**OBJECTIVE**
Rewrite the entries with "fallen brown leaf" changed to "dry maple leaf" and everything else left as it is. Omit the pictures from your answer.

[Segmentation data]
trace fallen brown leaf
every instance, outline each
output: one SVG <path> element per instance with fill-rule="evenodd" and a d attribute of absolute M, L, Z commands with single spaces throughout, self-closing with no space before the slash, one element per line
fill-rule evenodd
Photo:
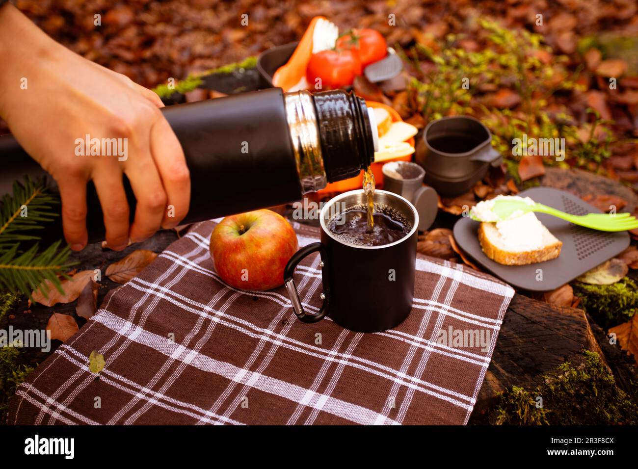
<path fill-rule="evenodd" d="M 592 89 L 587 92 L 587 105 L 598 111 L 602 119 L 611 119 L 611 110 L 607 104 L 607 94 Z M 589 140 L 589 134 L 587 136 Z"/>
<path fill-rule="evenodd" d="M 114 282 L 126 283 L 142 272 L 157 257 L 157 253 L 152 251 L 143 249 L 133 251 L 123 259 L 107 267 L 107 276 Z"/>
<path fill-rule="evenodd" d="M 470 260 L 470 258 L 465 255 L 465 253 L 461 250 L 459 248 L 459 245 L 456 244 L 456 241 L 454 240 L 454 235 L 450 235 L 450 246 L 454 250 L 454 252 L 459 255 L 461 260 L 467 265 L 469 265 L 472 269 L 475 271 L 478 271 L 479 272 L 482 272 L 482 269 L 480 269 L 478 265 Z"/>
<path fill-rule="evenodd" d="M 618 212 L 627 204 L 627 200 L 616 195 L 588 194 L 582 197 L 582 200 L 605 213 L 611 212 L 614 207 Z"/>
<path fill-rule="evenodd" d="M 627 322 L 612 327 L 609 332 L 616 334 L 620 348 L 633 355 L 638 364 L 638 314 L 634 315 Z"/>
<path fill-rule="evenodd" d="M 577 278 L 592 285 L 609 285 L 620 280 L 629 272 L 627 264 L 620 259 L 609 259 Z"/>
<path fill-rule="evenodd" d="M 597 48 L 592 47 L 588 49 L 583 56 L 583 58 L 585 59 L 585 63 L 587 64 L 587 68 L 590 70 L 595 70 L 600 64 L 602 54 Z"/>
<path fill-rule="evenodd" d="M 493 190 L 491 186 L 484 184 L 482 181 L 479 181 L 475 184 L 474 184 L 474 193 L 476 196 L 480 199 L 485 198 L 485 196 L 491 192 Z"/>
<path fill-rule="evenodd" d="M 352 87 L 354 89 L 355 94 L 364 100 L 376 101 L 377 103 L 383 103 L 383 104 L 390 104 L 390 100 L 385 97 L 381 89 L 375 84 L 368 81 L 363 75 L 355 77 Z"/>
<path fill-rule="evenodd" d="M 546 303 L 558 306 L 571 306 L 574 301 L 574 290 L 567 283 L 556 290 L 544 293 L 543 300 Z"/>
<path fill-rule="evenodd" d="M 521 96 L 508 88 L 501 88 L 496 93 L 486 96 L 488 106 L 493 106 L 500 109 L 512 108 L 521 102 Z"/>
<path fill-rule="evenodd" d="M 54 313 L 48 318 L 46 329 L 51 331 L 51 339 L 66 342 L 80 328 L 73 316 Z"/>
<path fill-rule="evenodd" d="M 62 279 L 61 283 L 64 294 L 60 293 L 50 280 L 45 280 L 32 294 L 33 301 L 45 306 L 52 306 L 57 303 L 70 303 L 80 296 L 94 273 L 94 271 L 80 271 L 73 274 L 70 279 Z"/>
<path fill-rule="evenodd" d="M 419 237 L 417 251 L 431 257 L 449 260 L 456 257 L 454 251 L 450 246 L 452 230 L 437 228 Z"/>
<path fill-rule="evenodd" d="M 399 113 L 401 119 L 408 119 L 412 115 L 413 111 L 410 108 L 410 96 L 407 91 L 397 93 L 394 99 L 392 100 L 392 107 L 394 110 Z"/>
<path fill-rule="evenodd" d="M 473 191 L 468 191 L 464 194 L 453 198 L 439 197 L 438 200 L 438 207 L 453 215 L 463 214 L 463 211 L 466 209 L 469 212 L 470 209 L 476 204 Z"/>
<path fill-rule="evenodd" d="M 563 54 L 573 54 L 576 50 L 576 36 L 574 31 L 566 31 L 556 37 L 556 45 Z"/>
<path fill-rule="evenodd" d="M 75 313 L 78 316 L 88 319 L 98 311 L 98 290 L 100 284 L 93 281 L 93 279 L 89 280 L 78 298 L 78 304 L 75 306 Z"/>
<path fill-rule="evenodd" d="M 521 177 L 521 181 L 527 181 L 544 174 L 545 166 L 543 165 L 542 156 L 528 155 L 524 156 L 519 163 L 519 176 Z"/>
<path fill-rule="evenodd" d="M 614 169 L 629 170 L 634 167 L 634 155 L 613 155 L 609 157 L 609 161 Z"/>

**RESPONSE TO THIS EXERCISE**
trace dry maple leaf
every instance, outline each
output: one SVG <path> element per instance with fill-rule="evenodd" and a d attribute of absolute M, L, Z commands with single spaces throughout, self-closing with no space before the slash, one element per line
fill-rule evenodd
Photo:
<path fill-rule="evenodd" d="M 592 89 L 587 92 L 587 105 L 598 111 L 602 119 L 611 119 L 611 110 L 607 104 L 607 94 Z M 589 140 L 589 134 L 587 136 Z"/>
<path fill-rule="evenodd" d="M 114 282 L 126 283 L 142 272 L 157 257 L 157 253 L 152 251 L 143 249 L 133 251 L 123 259 L 107 267 L 107 276 Z"/>
<path fill-rule="evenodd" d="M 470 260 L 470 258 L 465 255 L 465 253 L 461 250 L 459 248 L 459 245 L 456 244 L 456 241 L 454 240 L 454 235 L 450 235 L 450 246 L 454 250 L 454 252 L 459 255 L 461 260 L 467 265 L 469 265 L 472 269 L 475 271 L 478 271 L 479 272 L 482 272 L 482 269 L 480 269 L 478 265 Z"/>
<path fill-rule="evenodd" d="M 618 212 L 627 204 L 627 200 L 616 195 L 588 194 L 582 197 L 582 200 L 605 213 L 611 212 L 614 207 Z"/>
<path fill-rule="evenodd" d="M 627 322 L 612 327 L 609 332 L 616 334 L 620 348 L 633 355 L 638 364 L 638 314 L 634 315 Z"/>
<path fill-rule="evenodd" d="M 577 278 L 592 285 L 609 285 L 620 280 L 629 272 L 627 264 L 620 259 L 609 259 Z"/>
<path fill-rule="evenodd" d="M 597 48 L 592 47 L 588 49 L 583 56 L 583 58 L 585 59 L 585 63 L 587 64 L 587 68 L 590 70 L 595 70 L 600 64 L 602 54 Z"/>
<path fill-rule="evenodd" d="M 493 190 L 491 186 L 484 184 L 482 181 L 479 181 L 475 184 L 474 184 L 474 193 L 476 196 L 480 199 L 485 198 L 485 196 L 491 192 Z"/>
<path fill-rule="evenodd" d="M 352 87 L 354 89 L 355 94 L 364 100 L 376 101 L 377 103 L 383 103 L 383 104 L 390 104 L 390 100 L 385 97 L 381 89 L 375 84 L 368 81 L 363 75 L 355 77 Z"/>
<path fill-rule="evenodd" d="M 546 303 L 558 306 L 571 306 L 574 301 L 574 290 L 567 283 L 556 290 L 544 293 L 543 300 Z"/>
<path fill-rule="evenodd" d="M 521 96 L 508 88 L 501 88 L 496 93 L 486 96 L 488 106 L 493 106 L 500 109 L 512 108 L 521 102 Z"/>
<path fill-rule="evenodd" d="M 54 313 L 48 318 L 46 329 L 51 331 L 51 339 L 66 342 L 80 328 L 73 316 Z"/>
<path fill-rule="evenodd" d="M 62 279 L 61 283 L 64 294 L 60 293 L 50 280 L 45 280 L 32 294 L 33 301 L 45 306 L 52 306 L 57 303 L 70 303 L 80 296 L 94 273 L 94 271 L 80 271 L 73 274 L 70 279 Z"/>
<path fill-rule="evenodd" d="M 419 237 L 417 251 L 431 257 L 449 260 L 456 257 L 454 251 L 450 246 L 452 230 L 437 228 Z"/>
<path fill-rule="evenodd" d="M 399 113 L 401 119 L 408 119 L 412 115 L 413 111 L 410 108 L 410 96 L 407 91 L 397 93 L 394 99 L 392 100 L 392 107 L 394 110 Z"/>
<path fill-rule="evenodd" d="M 473 191 L 468 191 L 464 194 L 453 198 L 439 197 L 438 200 L 438 207 L 453 215 L 463 214 L 463 211 L 466 209 L 469 212 L 470 209 L 476 204 Z"/>
<path fill-rule="evenodd" d="M 563 54 L 573 54 L 576 50 L 576 36 L 574 31 L 566 31 L 556 37 L 556 45 Z"/>
<path fill-rule="evenodd" d="M 75 313 L 78 316 L 88 319 L 98 311 L 98 290 L 100 284 L 93 281 L 93 279 L 89 280 L 78 298 L 78 304 L 75 306 Z"/>
<path fill-rule="evenodd" d="M 521 177 L 521 181 L 527 181 L 544 174 L 545 166 L 543 165 L 542 156 L 528 155 L 524 156 L 519 163 L 519 176 Z"/>
<path fill-rule="evenodd" d="M 614 169 L 629 170 L 634 167 L 634 155 L 613 155 L 609 157 L 609 161 Z"/>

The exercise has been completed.